OBJECTIVE –
Copy the line with "of the train" and all lines following it through the last line of the entries, exactly as written.

»»

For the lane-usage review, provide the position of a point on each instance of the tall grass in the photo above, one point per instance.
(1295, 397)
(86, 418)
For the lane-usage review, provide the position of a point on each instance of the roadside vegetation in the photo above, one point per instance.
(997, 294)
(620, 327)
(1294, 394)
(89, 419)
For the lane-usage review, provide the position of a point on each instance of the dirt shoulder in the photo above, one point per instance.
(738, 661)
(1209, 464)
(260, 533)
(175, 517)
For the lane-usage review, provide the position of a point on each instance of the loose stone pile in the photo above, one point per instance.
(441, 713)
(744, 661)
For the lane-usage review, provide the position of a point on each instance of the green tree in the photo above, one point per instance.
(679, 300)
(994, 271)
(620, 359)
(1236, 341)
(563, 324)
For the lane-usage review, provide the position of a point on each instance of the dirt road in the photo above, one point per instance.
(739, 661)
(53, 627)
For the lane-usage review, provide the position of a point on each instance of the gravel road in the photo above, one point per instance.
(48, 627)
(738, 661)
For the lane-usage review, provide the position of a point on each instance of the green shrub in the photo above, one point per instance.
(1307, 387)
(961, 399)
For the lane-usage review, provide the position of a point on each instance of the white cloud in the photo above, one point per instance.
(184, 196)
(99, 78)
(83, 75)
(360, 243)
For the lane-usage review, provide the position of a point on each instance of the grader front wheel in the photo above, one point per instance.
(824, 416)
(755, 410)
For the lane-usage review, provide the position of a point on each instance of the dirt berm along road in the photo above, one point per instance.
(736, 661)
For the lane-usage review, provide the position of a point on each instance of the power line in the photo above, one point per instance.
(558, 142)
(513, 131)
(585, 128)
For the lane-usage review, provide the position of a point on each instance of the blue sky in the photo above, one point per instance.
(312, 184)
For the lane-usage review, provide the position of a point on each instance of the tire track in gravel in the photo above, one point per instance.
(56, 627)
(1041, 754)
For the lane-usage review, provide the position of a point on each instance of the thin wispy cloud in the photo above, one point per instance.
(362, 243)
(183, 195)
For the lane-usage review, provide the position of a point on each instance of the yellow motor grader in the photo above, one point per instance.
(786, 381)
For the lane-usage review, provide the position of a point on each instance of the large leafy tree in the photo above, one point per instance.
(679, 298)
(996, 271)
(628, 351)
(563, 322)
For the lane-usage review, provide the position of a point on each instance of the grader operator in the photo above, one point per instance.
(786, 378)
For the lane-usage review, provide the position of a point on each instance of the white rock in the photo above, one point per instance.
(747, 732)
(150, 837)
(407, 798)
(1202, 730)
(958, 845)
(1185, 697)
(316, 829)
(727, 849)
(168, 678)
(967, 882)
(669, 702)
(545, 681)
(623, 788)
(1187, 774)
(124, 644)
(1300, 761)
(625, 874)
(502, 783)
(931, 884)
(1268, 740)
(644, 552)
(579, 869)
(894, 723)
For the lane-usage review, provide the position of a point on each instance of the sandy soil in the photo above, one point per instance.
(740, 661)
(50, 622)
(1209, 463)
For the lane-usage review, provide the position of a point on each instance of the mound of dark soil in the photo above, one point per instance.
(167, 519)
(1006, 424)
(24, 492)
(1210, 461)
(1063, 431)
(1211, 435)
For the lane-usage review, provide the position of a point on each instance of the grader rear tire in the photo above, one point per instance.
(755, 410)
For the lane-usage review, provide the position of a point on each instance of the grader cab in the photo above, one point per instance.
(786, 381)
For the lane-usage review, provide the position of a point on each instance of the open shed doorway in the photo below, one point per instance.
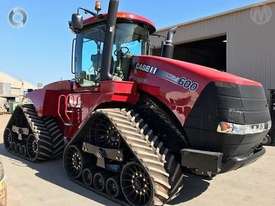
(208, 52)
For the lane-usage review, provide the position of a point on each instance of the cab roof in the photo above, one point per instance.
(120, 17)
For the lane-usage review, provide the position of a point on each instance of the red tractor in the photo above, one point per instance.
(130, 123)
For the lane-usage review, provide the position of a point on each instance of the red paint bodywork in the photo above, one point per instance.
(57, 98)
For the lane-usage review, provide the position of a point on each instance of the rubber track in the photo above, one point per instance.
(42, 131)
(162, 125)
(147, 148)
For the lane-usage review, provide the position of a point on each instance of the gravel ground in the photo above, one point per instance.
(46, 184)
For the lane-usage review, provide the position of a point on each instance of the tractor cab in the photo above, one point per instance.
(93, 48)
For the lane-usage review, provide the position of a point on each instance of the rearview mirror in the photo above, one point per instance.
(76, 23)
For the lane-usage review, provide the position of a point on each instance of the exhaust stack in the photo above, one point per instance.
(168, 46)
(109, 40)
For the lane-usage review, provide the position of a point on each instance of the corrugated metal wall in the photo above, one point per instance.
(5, 89)
(250, 46)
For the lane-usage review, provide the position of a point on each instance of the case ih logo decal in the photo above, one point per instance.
(146, 68)
(181, 81)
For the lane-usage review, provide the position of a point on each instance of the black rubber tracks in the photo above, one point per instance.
(44, 132)
(168, 132)
(149, 151)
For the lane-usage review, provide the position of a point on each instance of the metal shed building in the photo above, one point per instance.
(240, 41)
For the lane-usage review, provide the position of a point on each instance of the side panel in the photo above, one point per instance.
(77, 103)
(178, 84)
(168, 86)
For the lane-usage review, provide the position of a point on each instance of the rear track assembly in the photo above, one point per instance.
(145, 174)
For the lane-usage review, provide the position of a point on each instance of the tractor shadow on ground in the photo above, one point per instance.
(193, 187)
(53, 172)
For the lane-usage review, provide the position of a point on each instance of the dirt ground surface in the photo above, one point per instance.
(46, 184)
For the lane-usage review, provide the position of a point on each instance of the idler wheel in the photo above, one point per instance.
(99, 182)
(112, 187)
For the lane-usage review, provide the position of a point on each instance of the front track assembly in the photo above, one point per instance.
(117, 155)
(31, 137)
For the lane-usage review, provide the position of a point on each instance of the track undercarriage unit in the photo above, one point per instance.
(116, 154)
(31, 137)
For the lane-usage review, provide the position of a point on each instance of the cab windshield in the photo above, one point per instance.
(130, 40)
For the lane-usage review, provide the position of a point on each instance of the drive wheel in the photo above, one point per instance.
(8, 139)
(32, 147)
(136, 185)
(73, 162)
(112, 187)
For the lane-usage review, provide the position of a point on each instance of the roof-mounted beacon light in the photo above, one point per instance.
(168, 45)
(97, 6)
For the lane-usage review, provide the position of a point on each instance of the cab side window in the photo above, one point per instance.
(89, 48)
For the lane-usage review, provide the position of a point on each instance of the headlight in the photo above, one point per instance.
(238, 129)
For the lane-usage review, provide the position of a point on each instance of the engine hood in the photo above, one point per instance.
(189, 70)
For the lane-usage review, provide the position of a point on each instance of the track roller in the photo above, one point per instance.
(87, 177)
(112, 187)
(99, 182)
(32, 147)
(136, 185)
(8, 139)
(73, 162)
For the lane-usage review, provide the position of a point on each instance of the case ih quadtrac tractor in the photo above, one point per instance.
(130, 123)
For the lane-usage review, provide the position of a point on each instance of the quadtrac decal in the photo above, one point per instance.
(180, 81)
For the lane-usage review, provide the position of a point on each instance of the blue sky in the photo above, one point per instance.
(41, 50)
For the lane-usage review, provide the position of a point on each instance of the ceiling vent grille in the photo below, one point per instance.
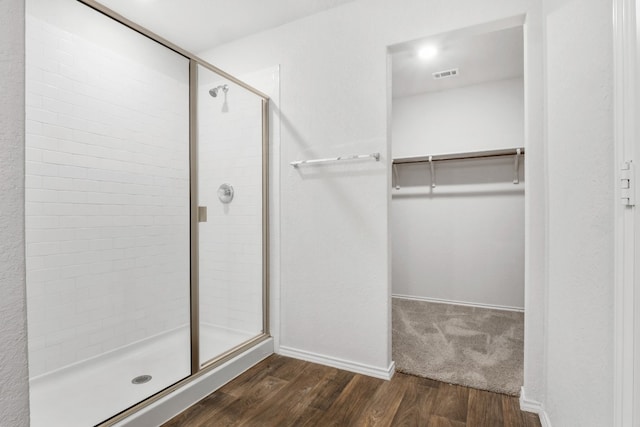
(445, 74)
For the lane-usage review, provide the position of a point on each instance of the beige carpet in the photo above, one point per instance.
(476, 347)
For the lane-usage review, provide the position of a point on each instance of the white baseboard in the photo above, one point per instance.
(535, 407)
(334, 362)
(464, 303)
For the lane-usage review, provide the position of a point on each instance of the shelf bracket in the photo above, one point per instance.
(433, 172)
(516, 167)
(627, 184)
(395, 175)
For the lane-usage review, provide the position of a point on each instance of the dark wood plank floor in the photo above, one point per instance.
(287, 392)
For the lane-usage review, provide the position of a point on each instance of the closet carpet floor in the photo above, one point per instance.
(474, 347)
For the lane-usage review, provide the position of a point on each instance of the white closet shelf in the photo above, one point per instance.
(459, 156)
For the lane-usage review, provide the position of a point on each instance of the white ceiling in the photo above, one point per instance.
(480, 58)
(197, 25)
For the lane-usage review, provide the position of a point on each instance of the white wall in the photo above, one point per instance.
(578, 70)
(335, 244)
(472, 118)
(14, 398)
(107, 186)
(462, 241)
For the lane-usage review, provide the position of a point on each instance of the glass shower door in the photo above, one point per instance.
(230, 199)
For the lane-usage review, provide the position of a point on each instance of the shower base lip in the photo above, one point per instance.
(89, 392)
(197, 389)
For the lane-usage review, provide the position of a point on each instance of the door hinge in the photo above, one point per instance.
(628, 184)
(202, 214)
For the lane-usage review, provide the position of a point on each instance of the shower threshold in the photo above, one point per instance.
(91, 391)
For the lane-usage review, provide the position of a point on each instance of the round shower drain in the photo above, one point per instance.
(141, 379)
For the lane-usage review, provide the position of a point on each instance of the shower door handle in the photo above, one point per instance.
(202, 214)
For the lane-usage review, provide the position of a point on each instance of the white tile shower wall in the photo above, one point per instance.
(230, 151)
(107, 198)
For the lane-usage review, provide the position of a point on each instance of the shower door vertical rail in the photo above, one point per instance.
(265, 217)
(193, 197)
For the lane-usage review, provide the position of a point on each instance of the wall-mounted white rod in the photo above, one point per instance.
(433, 172)
(375, 156)
(459, 156)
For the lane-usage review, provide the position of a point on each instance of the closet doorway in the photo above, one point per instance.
(457, 207)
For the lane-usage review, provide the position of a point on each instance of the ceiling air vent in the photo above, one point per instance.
(445, 74)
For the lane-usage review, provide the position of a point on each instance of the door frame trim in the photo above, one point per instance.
(626, 381)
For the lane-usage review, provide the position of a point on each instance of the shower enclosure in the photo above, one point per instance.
(146, 215)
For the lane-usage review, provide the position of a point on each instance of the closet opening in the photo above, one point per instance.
(457, 214)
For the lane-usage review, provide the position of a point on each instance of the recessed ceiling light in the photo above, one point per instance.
(428, 52)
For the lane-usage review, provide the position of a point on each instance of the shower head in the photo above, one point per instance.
(214, 91)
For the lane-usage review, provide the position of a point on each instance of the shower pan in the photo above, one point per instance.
(146, 219)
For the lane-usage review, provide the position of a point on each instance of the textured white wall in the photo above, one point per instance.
(581, 199)
(107, 188)
(474, 218)
(14, 385)
(335, 244)
(472, 118)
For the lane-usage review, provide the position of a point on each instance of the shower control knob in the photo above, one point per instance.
(225, 193)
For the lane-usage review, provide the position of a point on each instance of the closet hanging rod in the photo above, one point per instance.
(297, 163)
(459, 156)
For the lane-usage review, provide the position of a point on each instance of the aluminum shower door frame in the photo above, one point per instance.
(197, 368)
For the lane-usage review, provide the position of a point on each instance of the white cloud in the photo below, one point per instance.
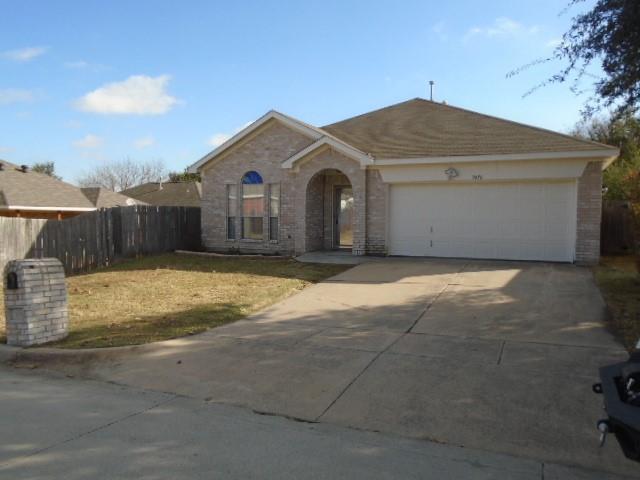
(89, 141)
(144, 142)
(72, 124)
(218, 139)
(502, 27)
(15, 95)
(137, 95)
(24, 54)
(553, 43)
(82, 65)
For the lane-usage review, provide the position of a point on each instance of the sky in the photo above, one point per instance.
(87, 82)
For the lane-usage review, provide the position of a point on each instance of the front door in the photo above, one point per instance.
(343, 217)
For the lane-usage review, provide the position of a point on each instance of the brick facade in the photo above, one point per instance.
(589, 214)
(307, 217)
(306, 196)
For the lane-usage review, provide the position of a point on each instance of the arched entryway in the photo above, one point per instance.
(329, 212)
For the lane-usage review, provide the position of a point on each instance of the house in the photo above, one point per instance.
(417, 178)
(169, 194)
(24, 193)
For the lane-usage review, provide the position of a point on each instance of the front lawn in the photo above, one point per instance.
(168, 296)
(619, 282)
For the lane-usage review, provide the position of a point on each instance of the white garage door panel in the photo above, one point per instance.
(518, 221)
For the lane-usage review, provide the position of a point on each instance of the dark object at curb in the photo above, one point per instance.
(620, 387)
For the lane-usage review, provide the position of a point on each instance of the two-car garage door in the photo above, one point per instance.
(517, 221)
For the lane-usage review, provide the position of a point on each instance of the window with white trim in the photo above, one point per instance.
(232, 210)
(252, 206)
(274, 211)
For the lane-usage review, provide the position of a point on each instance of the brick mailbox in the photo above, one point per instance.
(35, 299)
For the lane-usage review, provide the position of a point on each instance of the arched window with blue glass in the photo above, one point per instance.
(252, 206)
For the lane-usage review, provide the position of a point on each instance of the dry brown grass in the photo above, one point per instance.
(619, 282)
(168, 296)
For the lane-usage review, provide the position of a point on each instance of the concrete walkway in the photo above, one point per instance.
(57, 428)
(495, 356)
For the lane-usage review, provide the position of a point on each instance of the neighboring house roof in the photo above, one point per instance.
(422, 128)
(37, 191)
(105, 198)
(173, 194)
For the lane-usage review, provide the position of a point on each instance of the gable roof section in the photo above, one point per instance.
(327, 141)
(37, 191)
(104, 198)
(271, 115)
(167, 194)
(420, 128)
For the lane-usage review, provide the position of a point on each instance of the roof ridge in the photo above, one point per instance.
(372, 112)
(513, 122)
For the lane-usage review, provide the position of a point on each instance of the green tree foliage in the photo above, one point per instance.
(623, 133)
(48, 168)
(184, 176)
(609, 35)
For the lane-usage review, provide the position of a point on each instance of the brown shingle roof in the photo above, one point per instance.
(421, 128)
(105, 198)
(177, 194)
(31, 189)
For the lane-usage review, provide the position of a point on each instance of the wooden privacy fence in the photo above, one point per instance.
(96, 239)
(616, 231)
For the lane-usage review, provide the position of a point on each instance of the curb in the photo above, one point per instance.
(232, 255)
(8, 353)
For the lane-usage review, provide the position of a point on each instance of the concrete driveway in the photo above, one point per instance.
(498, 356)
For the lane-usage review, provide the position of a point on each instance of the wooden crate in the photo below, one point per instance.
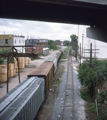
(29, 60)
(11, 66)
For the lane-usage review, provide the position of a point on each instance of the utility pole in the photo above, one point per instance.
(82, 43)
(80, 53)
(90, 54)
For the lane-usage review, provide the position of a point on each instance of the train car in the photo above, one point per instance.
(24, 101)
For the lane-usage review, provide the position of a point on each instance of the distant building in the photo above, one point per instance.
(43, 42)
(13, 40)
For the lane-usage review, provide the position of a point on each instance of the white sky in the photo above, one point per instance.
(37, 29)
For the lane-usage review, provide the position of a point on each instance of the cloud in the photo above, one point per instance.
(37, 29)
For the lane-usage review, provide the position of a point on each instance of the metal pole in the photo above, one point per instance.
(80, 53)
(82, 43)
(90, 54)
(7, 72)
(84, 51)
(18, 68)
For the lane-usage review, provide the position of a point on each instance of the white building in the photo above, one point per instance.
(13, 40)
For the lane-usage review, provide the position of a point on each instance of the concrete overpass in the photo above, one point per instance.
(85, 12)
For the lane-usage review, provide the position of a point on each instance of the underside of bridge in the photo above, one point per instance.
(85, 12)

««

RESPONSE –
For the lane-usage review, provide the position of a point on each instance of the train car in the photo above, one point per instance.
(24, 101)
For the lane-usage review, provide the position of a point on each instance of the distant building in the photo above, one point per instance.
(43, 42)
(13, 40)
For the lane-usage review, provide the position of a point on each instance of the white sky in the photo above, one point per instance.
(37, 29)
For the lane-usage review, provide the position of a point on each instance of the cloud in the photo above, one point per instance.
(37, 29)
For the lane-usage review, provide the position of a point on each instance of the metal pole in the photo above, one point per instance.
(80, 53)
(82, 43)
(90, 54)
(7, 72)
(84, 51)
(18, 68)
For the lane-usage review, provide the position of a point on each instance of the white building in the photo above, one point per instance.
(13, 40)
For the lane-usage review, provide the position of a point on each instance of the concrete overpass in the photo above, one point per instance.
(85, 12)
For the lane-usage review, provide the position of a point on each instance of the underside of bridge in the photo above, one point per instance.
(85, 12)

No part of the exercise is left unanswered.